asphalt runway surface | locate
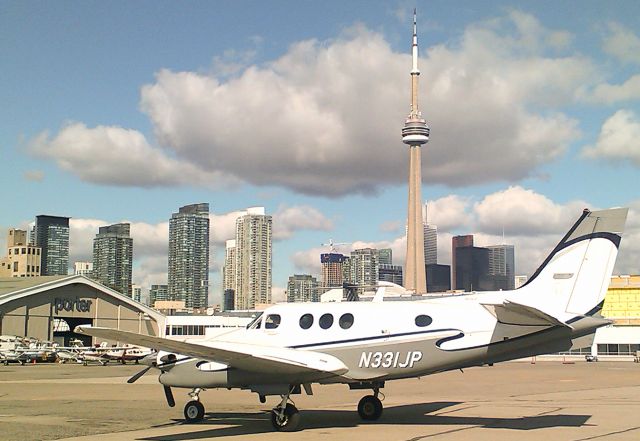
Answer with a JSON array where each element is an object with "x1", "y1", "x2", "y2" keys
[{"x1": 0, "y1": 361, "x2": 640, "y2": 441}]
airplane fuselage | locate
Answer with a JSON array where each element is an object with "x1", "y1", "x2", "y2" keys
[{"x1": 160, "y1": 291, "x2": 595, "y2": 388}]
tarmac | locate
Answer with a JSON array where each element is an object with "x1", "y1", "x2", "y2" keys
[{"x1": 0, "y1": 359, "x2": 640, "y2": 441}]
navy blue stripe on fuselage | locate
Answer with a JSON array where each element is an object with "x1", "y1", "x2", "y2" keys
[
  {"x1": 436, "y1": 326, "x2": 563, "y2": 352},
  {"x1": 288, "y1": 328, "x2": 464, "y2": 349}
]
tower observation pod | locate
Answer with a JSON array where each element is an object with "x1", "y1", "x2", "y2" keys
[{"x1": 402, "y1": 9, "x2": 429, "y2": 294}]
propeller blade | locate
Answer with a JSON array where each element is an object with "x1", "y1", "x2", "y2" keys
[
  {"x1": 164, "y1": 386, "x2": 176, "y2": 407},
  {"x1": 127, "y1": 366, "x2": 153, "y2": 384}
]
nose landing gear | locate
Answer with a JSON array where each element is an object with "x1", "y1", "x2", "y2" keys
[
  {"x1": 358, "y1": 388, "x2": 383, "y2": 421},
  {"x1": 271, "y1": 391, "x2": 300, "y2": 432},
  {"x1": 184, "y1": 388, "x2": 204, "y2": 423}
]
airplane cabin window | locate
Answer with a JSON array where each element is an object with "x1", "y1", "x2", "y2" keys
[
  {"x1": 300, "y1": 314, "x2": 313, "y2": 329},
  {"x1": 247, "y1": 313, "x2": 262, "y2": 329},
  {"x1": 318, "y1": 314, "x2": 333, "y2": 329},
  {"x1": 264, "y1": 314, "x2": 280, "y2": 329},
  {"x1": 338, "y1": 313, "x2": 353, "y2": 329},
  {"x1": 416, "y1": 314, "x2": 433, "y2": 328}
]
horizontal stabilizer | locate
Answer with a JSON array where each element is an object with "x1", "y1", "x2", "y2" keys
[{"x1": 482, "y1": 300, "x2": 571, "y2": 328}]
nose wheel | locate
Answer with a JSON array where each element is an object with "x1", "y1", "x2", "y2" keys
[
  {"x1": 184, "y1": 400, "x2": 204, "y2": 423},
  {"x1": 271, "y1": 392, "x2": 300, "y2": 432},
  {"x1": 358, "y1": 394, "x2": 382, "y2": 421},
  {"x1": 184, "y1": 387, "x2": 204, "y2": 423}
]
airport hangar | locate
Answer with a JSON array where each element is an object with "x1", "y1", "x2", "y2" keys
[{"x1": 0, "y1": 275, "x2": 166, "y2": 346}]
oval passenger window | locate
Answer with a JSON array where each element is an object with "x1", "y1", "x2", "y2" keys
[
  {"x1": 416, "y1": 314, "x2": 433, "y2": 328},
  {"x1": 318, "y1": 314, "x2": 333, "y2": 329},
  {"x1": 300, "y1": 314, "x2": 313, "y2": 329},
  {"x1": 338, "y1": 313, "x2": 353, "y2": 329},
  {"x1": 264, "y1": 314, "x2": 280, "y2": 329}
]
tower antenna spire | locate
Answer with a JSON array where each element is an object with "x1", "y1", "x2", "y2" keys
[{"x1": 402, "y1": 9, "x2": 429, "y2": 294}]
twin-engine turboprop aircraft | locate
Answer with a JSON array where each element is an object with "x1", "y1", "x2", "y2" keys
[{"x1": 76, "y1": 208, "x2": 627, "y2": 431}]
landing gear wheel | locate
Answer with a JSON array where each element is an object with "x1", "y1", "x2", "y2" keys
[
  {"x1": 271, "y1": 403, "x2": 300, "y2": 432},
  {"x1": 184, "y1": 400, "x2": 204, "y2": 423},
  {"x1": 358, "y1": 395, "x2": 382, "y2": 421}
]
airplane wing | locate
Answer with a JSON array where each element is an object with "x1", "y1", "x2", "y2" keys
[
  {"x1": 482, "y1": 300, "x2": 571, "y2": 328},
  {"x1": 74, "y1": 326, "x2": 349, "y2": 375}
]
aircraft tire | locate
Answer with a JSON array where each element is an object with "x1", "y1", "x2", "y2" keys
[
  {"x1": 271, "y1": 403, "x2": 300, "y2": 432},
  {"x1": 184, "y1": 400, "x2": 204, "y2": 423},
  {"x1": 358, "y1": 395, "x2": 382, "y2": 421}
]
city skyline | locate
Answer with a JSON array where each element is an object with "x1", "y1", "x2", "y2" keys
[{"x1": 0, "y1": 1, "x2": 640, "y2": 303}]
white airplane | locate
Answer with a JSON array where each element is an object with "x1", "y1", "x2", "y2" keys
[{"x1": 75, "y1": 208, "x2": 628, "y2": 431}]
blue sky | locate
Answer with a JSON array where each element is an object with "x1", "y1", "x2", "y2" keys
[{"x1": 0, "y1": 1, "x2": 640, "y2": 300}]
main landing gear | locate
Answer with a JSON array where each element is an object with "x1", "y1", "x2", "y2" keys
[
  {"x1": 184, "y1": 387, "x2": 204, "y2": 423},
  {"x1": 271, "y1": 384, "x2": 300, "y2": 432},
  {"x1": 358, "y1": 387, "x2": 384, "y2": 421}
]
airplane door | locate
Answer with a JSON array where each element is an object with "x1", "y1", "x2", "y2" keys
[{"x1": 264, "y1": 314, "x2": 281, "y2": 335}]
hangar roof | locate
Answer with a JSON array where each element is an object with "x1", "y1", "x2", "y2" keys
[
  {"x1": 0, "y1": 275, "x2": 165, "y2": 329},
  {"x1": 0, "y1": 276, "x2": 69, "y2": 297}
]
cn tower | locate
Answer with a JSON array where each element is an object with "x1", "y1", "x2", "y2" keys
[{"x1": 402, "y1": 9, "x2": 429, "y2": 294}]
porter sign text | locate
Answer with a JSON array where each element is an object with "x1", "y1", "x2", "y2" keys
[{"x1": 53, "y1": 297, "x2": 92, "y2": 314}]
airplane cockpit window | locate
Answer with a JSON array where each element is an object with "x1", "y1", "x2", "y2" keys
[
  {"x1": 416, "y1": 314, "x2": 433, "y2": 328},
  {"x1": 300, "y1": 314, "x2": 313, "y2": 329},
  {"x1": 264, "y1": 314, "x2": 280, "y2": 329},
  {"x1": 247, "y1": 313, "x2": 262, "y2": 329},
  {"x1": 338, "y1": 313, "x2": 353, "y2": 329},
  {"x1": 318, "y1": 314, "x2": 333, "y2": 329}
]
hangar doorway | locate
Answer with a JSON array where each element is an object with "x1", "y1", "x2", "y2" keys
[{"x1": 53, "y1": 317, "x2": 93, "y2": 346}]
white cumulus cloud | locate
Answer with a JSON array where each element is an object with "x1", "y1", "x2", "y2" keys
[
  {"x1": 582, "y1": 109, "x2": 640, "y2": 166},
  {"x1": 603, "y1": 22, "x2": 640, "y2": 64},
  {"x1": 31, "y1": 11, "x2": 596, "y2": 196}
]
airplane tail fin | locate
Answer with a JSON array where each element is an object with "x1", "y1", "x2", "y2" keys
[{"x1": 509, "y1": 208, "x2": 628, "y2": 322}]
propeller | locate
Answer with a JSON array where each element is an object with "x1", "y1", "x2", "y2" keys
[
  {"x1": 127, "y1": 366, "x2": 153, "y2": 384},
  {"x1": 164, "y1": 386, "x2": 176, "y2": 407}
]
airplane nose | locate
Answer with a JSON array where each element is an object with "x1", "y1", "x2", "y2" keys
[{"x1": 139, "y1": 354, "x2": 158, "y2": 367}]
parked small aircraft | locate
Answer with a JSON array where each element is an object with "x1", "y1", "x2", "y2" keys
[
  {"x1": 75, "y1": 208, "x2": 627, "y2": 431},
  {"x1": 105, "y1": 346, "x2": 152, "y2": 364}
]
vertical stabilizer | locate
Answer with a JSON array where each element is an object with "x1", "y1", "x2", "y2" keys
[{"x1": 510, "y1": 208, "x2": 628, "y2": 320}]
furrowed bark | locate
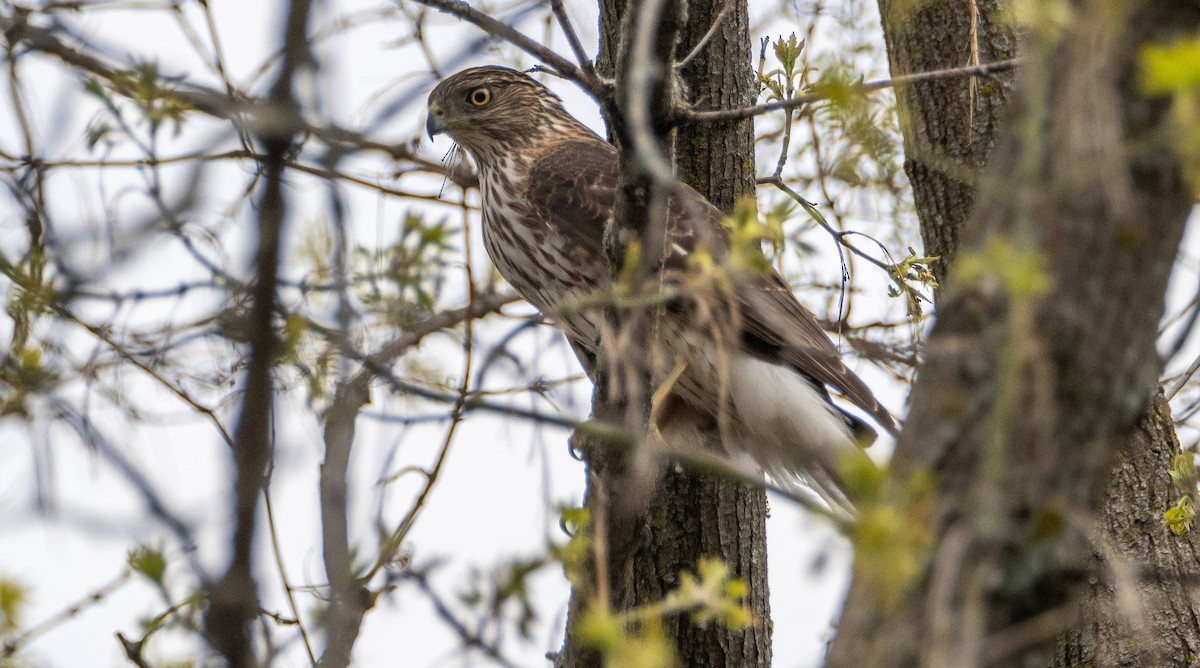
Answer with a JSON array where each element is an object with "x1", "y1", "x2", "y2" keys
[
  {"x1": 828, "y1": 0, "x2": 1200, "y2": 666},
  {"x1": 563, "y1": 0, "x2": 772, "y2": 666}
]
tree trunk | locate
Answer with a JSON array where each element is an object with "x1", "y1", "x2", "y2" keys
[
  {"x1": 828, "y1": 0, "x2": 1200, "y2": 667},
  {"x1": 564, "y1": 0, "x2": 772, "y2": 667}
]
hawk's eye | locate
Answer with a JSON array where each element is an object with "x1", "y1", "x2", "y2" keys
[{"x1": 467, "y1": 88, "x2": 492, "y2": 107}]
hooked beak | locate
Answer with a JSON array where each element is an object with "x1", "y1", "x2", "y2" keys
[{"x1": 425, "y1": 102, "x2": 446, "y2": 139}]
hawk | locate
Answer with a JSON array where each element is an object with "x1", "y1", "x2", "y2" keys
[{"x1": 426, "y1": 67, "x2": 894, "y2": 507}]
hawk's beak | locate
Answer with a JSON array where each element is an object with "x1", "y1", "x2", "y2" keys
[{"x1": 425, "y1": 102, "x2": 446, "y2": 139}]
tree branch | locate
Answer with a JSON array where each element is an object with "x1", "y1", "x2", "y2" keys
[
  {"x1": 677, "y1": 58, "x2": 1021, "y2": 122},
  {"x1": 204, "y1": 0, "x2": 312, "y2": 668}
]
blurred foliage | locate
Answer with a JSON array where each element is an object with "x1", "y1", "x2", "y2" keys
[
  {"x1": 578, "y1": 558, "x2": 755, "y2": 668},
  {"x1": 1141, "y1": 36, "x2": 1200, "y2": 195},
  {"x1": 1163, "y1": 452, "x2": 1200, "y2": 536}
]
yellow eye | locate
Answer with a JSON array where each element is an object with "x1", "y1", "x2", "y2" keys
[{"x1": 467, "y1": 88, "x2": 492, "y2": 107}]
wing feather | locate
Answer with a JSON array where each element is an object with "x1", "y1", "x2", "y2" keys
[{"x1": 527, "y1": 138, "x2": 895, "y2": 432}]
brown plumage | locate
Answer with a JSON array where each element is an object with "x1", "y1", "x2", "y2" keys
[{"x1": 427, "y1": 67, "x2": 894, "y2": 504}]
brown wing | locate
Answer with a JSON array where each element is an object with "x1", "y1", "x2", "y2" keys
[
  {"x1": 527, "y1": 138, "x2": 894, "y2": 432},
  {"x1": 668, "y1": 187, "x2": 895, "y2": 433}
]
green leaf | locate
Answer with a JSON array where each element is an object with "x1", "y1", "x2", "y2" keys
[
  {"x1": 1141, "y1": 40, "x2": 1200, "y2": 95},
  {"x1": 1163, "y1": 497, "x2": 1196, "y2": 536},
  {"x1": 0, "y1": 578, "x2": 29, "y2": 633}
]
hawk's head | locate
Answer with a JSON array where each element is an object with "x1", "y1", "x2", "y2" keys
[{"x1": 425, "y1": 66, "x2": 578, "y2": 158}]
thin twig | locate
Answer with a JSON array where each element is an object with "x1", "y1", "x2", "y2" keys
[
  {"x1": 415, "y1": 0, "x2": 600, "y2": 95},
  {"x1": 674, "y1": 0, "x2": 733, "y2": 70},
  {"x1": 677, "y1": 58, "x2": 1021, "y2": 122}
]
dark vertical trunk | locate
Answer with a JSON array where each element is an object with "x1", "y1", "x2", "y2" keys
[
  {"x1": 829, "y1": 0, "x2": 1200, "y2": 667},
  {"x1": 564, "y1": 0, "x2": 772, "y2": 666}
]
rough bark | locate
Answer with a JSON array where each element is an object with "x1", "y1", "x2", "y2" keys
[
  {"x1": 564, "y1": 0, "x2": 772, "y2": 667},
  {"x1": 880, "y1": 0, "x2": 1016, "y2": 282},
  {"x1": 1054, "y1": 396, "x2": 1200, "y2": 668},
  {"x1": 828, "y1": 0, "x2": 1200, "y2": 666}
]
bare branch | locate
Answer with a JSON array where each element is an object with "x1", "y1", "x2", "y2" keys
[
  {"x1": 677, "y1": 58, "x2": 1021, "y2": 122},
  {"x1": 205, "y1": 0, "x2": 312, "y2": 668},
  {"x1": 415, "y1": 0, "x2": 601, "y2": 95}
]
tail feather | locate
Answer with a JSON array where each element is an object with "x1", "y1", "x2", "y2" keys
[{"x1": 730, "y1": 355, "x2": 875, "y2": 517}]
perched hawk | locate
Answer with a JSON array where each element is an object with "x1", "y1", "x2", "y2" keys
[{"x1": 426, "y1": 67, "x2": 893, "y2": 506}]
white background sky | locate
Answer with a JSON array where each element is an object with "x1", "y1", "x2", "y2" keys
[{"x1": 0, "y1": 0, "x2": 1196, "y2": 667}]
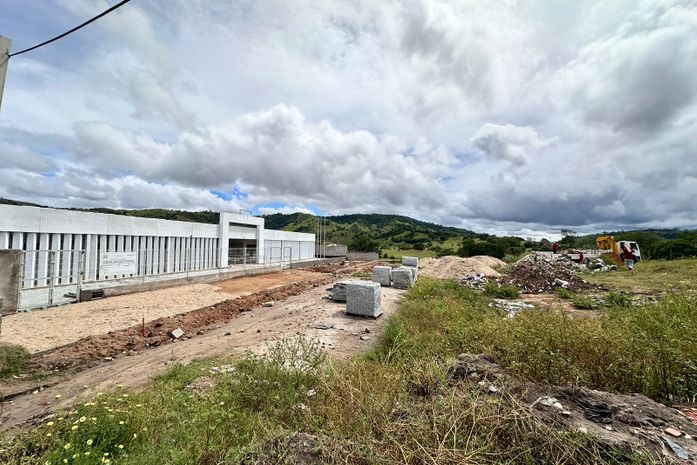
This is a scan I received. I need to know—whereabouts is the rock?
[169,328,184,339]
[313,323,334,329]
[392,267,414,289]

- OBJECTIVE
Copy the records verbatim, beginning at the line containing "perched hawk | locate" and ending with the last line of the records, and omit any pictures.

- REPLY TO THE TASK
perched hawk | locate
Answer with a JSON array where each element is an object with "x1", "y1", "x2", "y2" keys
[{"x1": 426, "y1": 67, "x2": 893, "y2": 506}]
white background sky | locate
Answer with a JSON array where each element is an object with "x1", "y1", "x2", "y2" keys
[{"x1": 0, "y1": 0, "x2": 1196, "y2": 667}]
This is a scan I received. I need to know—whereabouts is the rock?
[169,328,184,339]
[313,323,334,329]
[392,267,414,289]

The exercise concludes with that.